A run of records
┌────────

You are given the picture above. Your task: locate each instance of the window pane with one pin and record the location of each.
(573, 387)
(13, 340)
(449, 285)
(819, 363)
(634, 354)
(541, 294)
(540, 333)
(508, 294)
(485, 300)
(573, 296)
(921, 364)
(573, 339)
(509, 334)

└────────

■ **PROBLEM STATEMENT**
Shift each coordinate pair in the records above by adding 9 to both numbers, and write out every line again, including the opening line, which stays as it is.

■ **SOLUTION**
You are given the picture above. Your task: locate each instance of the window pane with one pin and record the location of each.
(582, 396)
(22, 349)
(458, 294)
(828, 372)
(643, 363)
(550, 303)
(549, 342)
(517, 303)
(494, 309)
(582, 305)
(930, 373)
(582, 348)
(518, 343)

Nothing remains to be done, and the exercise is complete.